Document extract:
Electrical Engineering Courses [532-562]

[[501-531] [532-562] [564-699]

ELEG 532. Solid-State Physics II. 3 crs. A continuation of the discussion of the quantum mechanics of crystalline solids with an emphasis on the physics of semiconductors. Topics include: an introduction to lattice vibrations and phonons in crystalline solids; introduction to the physics of semiconductors, the concept of effective mass in semiconductors, electrons and holes in semiconductors, carrier statistics, optical properties of semiconductors and metals, and an introduction to the quantum mechanics of superlattices and quantum well structures. Prereq.: Working knowledge of introductory quantum mechanics and intermediate electromagnetic theory.

ELEG 533. Microelectronics. 3 crs. Analysis of modern processing methods and technology in the manufacture of microelectronic devices. Topics include a device structure, diffusion theory, dynamics of oxide growth, effects of charge and contamination levels on device parameters, ion implantation, measurement techniques, elipsometry and future process technology.

ELEG 534. Electro-Optics. 3 crs. Covers lasers-- from physical phenomena to applications.

ELEG 535. Solid State Devices I. 3 crs. Course applies the concepts of solid state physics to electronic devices. Concepts of doping, electron transport and junction formation are discussed. Emphasis placed on understanding semiconductor junctions, metal-semiconductor junctions and metal oxide semiconductor junctions; discusses relative merits of each type of junction.

ELEG 536. Solid-State Microwave Devices. 3 crs. Theories of solid- state devices at microwave frequencies. Transfer-electron and avalanche diodes, transistors, device-circuit interactions.

ELEG 537. Solid State Devices II. 3 crs. Expands on ELEG 535. Covers basic device structures of junction diodes, bipolar transistors (BJTs), field effect transistors (FETs), Schottky diodes and metal oxide transistors (MOS) will be reviewed. As time permits, advanced structures, such as resonant funneling, microwave diodes and high-speed transistors will be presented. Where possible, course will be geared to device issues graduate students are investigating in the laboratory.

ELEG 541. Probability and Random Variables. 3 crs. Axioms of probability measure, random variables, functions of random variables, stochastic processes, stationary and ergodic processes, correlation and power spectrum, linear mean-square estimation, applications.

Work to complete:
Answer from the course descriptions:
(a) Which course does ELEG 537 expand on?
(b) What prerequisite does ELEG 532 list?
(c) Which two kinds of diodes does the ELEG 536 description name?
Base every answer on the course descriptions alone.

Material:
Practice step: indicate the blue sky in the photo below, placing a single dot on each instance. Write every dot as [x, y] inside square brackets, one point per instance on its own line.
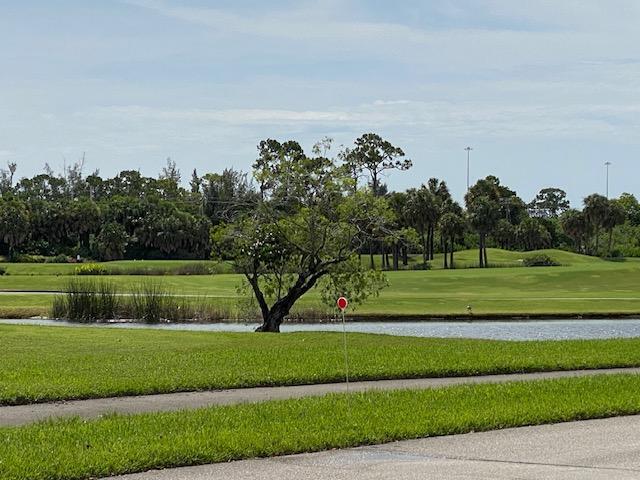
[544, 91]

Solution for this problem:
(a) ELEG 535.
(b) Working knowledge of introductory quantum mechanics and intermediate electromagnetic theory.
(c) Transfer-electron and avalanche diodes.